BEGIN Input rows

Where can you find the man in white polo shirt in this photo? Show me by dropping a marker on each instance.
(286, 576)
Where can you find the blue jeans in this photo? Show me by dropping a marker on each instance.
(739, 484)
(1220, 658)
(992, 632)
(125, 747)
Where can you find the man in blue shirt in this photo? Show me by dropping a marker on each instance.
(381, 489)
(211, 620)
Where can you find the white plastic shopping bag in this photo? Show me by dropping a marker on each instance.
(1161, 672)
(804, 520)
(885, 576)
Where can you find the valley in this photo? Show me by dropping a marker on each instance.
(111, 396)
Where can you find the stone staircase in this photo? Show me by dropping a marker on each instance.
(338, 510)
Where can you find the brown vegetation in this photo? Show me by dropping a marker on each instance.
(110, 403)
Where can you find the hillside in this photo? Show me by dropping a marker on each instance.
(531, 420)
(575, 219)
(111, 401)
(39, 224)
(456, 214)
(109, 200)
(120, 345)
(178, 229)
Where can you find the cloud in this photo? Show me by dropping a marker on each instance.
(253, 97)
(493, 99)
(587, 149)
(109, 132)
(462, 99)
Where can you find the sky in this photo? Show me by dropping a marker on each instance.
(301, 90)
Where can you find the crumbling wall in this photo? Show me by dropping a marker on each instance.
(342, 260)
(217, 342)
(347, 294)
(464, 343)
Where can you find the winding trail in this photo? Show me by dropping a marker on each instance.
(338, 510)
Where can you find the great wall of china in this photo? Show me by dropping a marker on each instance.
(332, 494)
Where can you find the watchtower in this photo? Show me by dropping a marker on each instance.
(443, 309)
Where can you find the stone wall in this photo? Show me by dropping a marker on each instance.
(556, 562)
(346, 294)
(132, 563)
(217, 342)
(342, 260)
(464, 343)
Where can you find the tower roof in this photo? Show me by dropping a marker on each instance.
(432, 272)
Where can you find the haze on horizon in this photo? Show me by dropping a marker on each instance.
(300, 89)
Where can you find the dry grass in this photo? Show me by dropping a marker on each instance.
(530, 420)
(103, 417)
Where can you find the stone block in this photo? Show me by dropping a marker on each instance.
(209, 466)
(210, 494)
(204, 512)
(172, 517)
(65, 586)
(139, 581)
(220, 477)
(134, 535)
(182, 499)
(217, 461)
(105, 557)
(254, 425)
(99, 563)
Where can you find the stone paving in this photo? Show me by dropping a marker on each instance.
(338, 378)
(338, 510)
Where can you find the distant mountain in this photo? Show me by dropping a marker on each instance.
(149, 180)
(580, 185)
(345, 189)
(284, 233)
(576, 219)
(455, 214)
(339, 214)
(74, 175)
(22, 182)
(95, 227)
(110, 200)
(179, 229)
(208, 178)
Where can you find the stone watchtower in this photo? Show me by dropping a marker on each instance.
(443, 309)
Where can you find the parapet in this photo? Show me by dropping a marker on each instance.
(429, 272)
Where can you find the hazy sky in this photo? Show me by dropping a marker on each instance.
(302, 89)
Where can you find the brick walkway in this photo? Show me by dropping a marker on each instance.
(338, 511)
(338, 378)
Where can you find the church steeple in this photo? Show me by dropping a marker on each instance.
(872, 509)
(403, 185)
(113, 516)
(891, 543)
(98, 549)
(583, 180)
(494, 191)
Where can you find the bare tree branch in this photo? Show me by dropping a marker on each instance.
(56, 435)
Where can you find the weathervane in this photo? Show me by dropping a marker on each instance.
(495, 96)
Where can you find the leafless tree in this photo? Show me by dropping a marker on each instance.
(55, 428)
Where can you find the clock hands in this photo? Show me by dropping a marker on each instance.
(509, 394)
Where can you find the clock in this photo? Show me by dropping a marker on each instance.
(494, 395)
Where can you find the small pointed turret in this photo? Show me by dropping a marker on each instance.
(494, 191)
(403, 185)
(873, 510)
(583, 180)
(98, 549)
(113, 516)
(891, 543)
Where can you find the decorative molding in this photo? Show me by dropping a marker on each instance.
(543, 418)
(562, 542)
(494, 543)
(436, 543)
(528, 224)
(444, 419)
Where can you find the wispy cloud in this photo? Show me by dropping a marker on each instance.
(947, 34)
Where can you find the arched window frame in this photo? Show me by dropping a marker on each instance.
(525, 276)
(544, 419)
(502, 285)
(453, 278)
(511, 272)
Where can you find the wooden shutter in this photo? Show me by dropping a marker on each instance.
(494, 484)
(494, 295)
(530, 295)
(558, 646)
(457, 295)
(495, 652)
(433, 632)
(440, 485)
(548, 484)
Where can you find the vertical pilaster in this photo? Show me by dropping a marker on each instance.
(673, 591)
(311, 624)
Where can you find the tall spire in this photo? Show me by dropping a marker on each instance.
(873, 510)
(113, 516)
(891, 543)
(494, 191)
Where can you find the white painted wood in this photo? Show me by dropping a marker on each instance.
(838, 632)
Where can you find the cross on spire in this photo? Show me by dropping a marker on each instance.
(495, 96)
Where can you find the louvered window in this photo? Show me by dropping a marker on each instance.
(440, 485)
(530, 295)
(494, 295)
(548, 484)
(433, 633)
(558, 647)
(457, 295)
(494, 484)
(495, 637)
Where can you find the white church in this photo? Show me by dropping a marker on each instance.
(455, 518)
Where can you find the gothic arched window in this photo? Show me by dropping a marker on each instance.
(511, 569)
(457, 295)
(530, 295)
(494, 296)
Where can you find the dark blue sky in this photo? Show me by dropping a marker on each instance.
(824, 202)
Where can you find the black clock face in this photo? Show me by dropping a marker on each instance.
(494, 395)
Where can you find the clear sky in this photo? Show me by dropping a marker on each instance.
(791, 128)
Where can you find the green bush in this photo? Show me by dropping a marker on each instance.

END Input rows

- _Written exercise_
Write out all the lines above exactly as they appear.

- _Expected answer_
Where can you find the man in white polo shirt in this photo? Show me by dropping a marker on each instance.
(286, 576)
Where can you find the blue jeans in this photo? Show me by dropping a marker on each instance.
(739, 484)
(1220, 658)
(992, 632)
(125, 747)
Where can you find the man in blue shirt in this photo? Show me by dropping a marker on each instance.
(381, 489)
(211, 620)
Where can you find the white plastic shopping bag in this photo? Show me by dropping a marker on each instance.
(1161, 672)
(804, 520)
(885, 576)
Where can you find the valley in this photo? Show me by dropping a marker on each instance.
(111, 396)
Where can you find the stone staircase in this photo? Show me by dropping a marker on each instance.
(338, 510)
Where can you find the brown vegetation in this photo? Show me by dropping a marker on each instance.
(110, 403)
Where can you find the hillside in this photo? Show me by dropping a marker on each instance.
(531, 420)
(575, 219)
(111, 401)
(39, 224)
(456, 214)
(109, 200)
(120, 345)
(178, 229)
Where can you find the cloud in this photo? Show me by dropping a marker on each instance.
(253, 97)
(493, 99)
(587, 149)
(109, 132)
(462, 99)
Where can you find the sky in this photo? Show me by dropping a marker on each instance.
(301, 90)
Where can you find the crumbling wall in this photo? Show me by dropping a marker on each instance.
(342, 260)
(217, 342)
(347, 294)
(464, 343)
Where can you find the winding trail in this photo? Show me by dropping a marker on each instance.
(338, 510)
Where can you find the great wall of china in this photo? Show me by dropping a marker on each instance.
(332, 494)
Where can you find the watchtower in this photo? Show me by dropping a marker on each instance.
(443, 309)
Where can you find the stone wall in this photo? Show me by dropping a marker on each instance.
(556, 562)
(346, 294)
(132, 563)
(217, 342)
(342, 260)
(464, 343)
Where can you find the tower roof in this photo? Show me by dropping a marker on each instance.
(432, 272)
Where can you find the haze on horizon in this photo? Show me by dropping a marker on each instance.
(300, 89)
Where can you find the dry grass in this photo? Show me by dropping a marker on each instance.
(530, 420)
(103, 417)
Where can you find the stone block in this photo? Show me by dropping a marker on each instance.
(209, 466)
(210, 494)
(204, 512)
(172, 517)
(65, 586)
(139, 581)
(220, 477)
(134, 535)
(182, 499)
(217, 461)
(105, 557)
(254, 425)
(99, 563)
Where can you find the stone paving in this photo? Show me by dropping a marker on each instance.
(338, 378)
(338, 510)
Where can you find the distant mountain in this photo? Show me by dropping a marker on each instance.
(149, 180)
(580, 185)
(345, 189)
(284, 233)
(576, 219)
(455, 214)
(339, 214)
(74, 175)
(22, 182)
(95, 227)
(110, 200)
(179, 229)
(208, 178)
Where can you find the stone watchtower in this photo? Show me by dropping a marker on each instance.
(443, 309)
Where can you find the parapet in this photo? Show me by dropping a marker on each instance.
(429, 272)
Where can you find the hazy sky in this photo? Show me by dropping a marker on each instance.
(302, 89)
Where can you find the brick walkway in this photo? Show me by dropping a marker on each instance.
(338, 511)
(338, 378)
Where can you find the church steeple in this photo? Show me by dropping a marker on each instance.
(872, 509)
(403, 185)
(113, 516)
(891, 543)
(98, 549)
(583, 180)
(494, 191)
Where can you find the bare tree branch in this photo? Show me by dropping a marker on each instance.
(56, 435)
Where can you find the weathervane in this photo? Show me by dropping a marker on each instance.
(495, 96)
Where can you find the leafless tree in this photo? Show me by dropping a marker on each instance.
(55, 428)
Where can you find the clock hands in this photo? Show me by dropping a marker on each instance.
(509, 394)
Where can you find the clock in this photo? Show me by dropping a marker on each instance.
(494, 395)
Where can you find the small pointed turret in this photo? Show me by dropping a marker on each instance.
(494, 191)
(403, 185)
(873, 510)
(583, 180)
(98, 549)
(113, 516)
(891, 543)
Where can you find the decorative molding in this photo? Show me by dropping a marker on each instance.
(543, 418)
(562, 542)
(494, 543)
(436, 543)
(528, 224)
(444, 419)
Where can you find the wispy cloud in this photo? Show me by dropping a marker on each instance.
(947, 34)
Where can you find the arched window frame in this photo? Show me by dropping a marker on each instance.
(525, 276)
(544, 419)
(502, 285)
(453, 278)
(511, 272)
Where can you find the wooden shutter in this photo? Show me by dropping a marker on each instance.
(494, 484)
(494, 295)
(530, 295)
(558, 646)
(457, 295)
(495, 652)
(433, 632)
(440, 485)
(548, 484)
Where can you find the vertical pilaster in this photo? Show me by dropping a marker on each instance.
(673, 591)
(311, 624)
Where can you find the tall spire in this photo? Show me by dropping a marker on each instance.
(873, 510)
(113, 516)
(891, 543)
(494, 191)
Where can you find the white painted wood in this photo? Show me by dropping a marker on each instance.
(838, 632)
Where can you find the cross on spire in this photo? Show me by dropping a marker on each instance.
(495, 96)
Where can you find the louvered window in this photo? Show me by dropping a marker on each instance.
(440, 485)
(530, 295)
(494, 295)
(548, 484)
(433, 633)
(558, 647)
(457, 295)
(494, 484)
(495, 637)
Where can you find the white church in this photo? Show me by dropping a marker on each instance.
(455, 518)
Where can you find the gothic arched window in this photo? Show me by dropping a marker on each instance.
(511, 569)
(457, 295)
(530, 295)
(494, 296)
Where can you find the dark blue sky in this photo? Show me by dropping a marker on each instance.
(824, 202)
Where can you find the black clock face in this photo? Show me by dropping a marker on each instance.
(494, 395)
Where can you find the clear sky in this photo? Show me by dropping a marker on each instance.
(791, 128)
Where can you find the green bush in this photo? Show me by dropping a marker on each instance.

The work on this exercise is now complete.